* Exercise instructions *
Reproduce the material below verbatim, beginning at the line that contains "of the dark" and continuing through the final line of the material.

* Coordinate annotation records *
#####
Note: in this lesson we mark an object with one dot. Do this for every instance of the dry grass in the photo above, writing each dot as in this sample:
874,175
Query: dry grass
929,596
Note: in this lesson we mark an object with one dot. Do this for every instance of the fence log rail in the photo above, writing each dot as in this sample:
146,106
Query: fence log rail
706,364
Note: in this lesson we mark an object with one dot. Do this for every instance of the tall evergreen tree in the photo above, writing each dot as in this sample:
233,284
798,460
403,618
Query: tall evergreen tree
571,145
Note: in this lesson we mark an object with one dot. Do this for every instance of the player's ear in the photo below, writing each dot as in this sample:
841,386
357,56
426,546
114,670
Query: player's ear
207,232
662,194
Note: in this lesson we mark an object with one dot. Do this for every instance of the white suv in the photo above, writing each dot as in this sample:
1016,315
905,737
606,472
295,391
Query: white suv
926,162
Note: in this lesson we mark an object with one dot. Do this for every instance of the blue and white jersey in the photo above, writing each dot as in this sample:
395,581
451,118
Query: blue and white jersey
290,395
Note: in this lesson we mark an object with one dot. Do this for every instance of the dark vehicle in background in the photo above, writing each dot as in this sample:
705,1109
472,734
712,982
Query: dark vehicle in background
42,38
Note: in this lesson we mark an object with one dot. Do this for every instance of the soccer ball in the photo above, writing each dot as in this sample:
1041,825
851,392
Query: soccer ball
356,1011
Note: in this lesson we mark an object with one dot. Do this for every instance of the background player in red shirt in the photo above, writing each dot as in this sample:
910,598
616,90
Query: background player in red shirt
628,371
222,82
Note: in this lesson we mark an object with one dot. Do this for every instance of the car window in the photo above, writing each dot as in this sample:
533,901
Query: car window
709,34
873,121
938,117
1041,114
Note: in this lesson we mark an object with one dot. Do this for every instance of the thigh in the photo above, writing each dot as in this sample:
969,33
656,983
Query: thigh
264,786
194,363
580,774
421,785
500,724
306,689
#####
* Task output *
Note: in this lesson we mark an object with one dot. Do this for every instance of the dark vehicle in background in the photo above, writing each dot as in this sample:
705,1109
472,734
712,982
Query: dark vehicle in background
42,38
Note: in this lesson we mark an object with one dot. Do this for every instance of the soccer ball in the photo above, writing each dot as in this sample:
1041,825
851,392
Query: soccer ball
356,1011
Note: in this lesson we mark an object with one dot. Do this for every instance of the background player in red shirt in the photo above, writing each dot as in this sample:
910,598
616,90
Query: background player in red shirt
628,371
222,82
Note: in this lesson we mark an object with one dot. Do this for every instance of the car window in the photo above, writing each dot as in this sample:
533,901
Query: car window
709,34
873,121
938,117
1041,114
Note: in this lesson we mark an object with one dot. Do this for every instance of the thigh in the photo above, writing each dot as in this sample:
969,33
656,983
Query: thigh
264,786
194,363
580,774
421,785
500,724
306,689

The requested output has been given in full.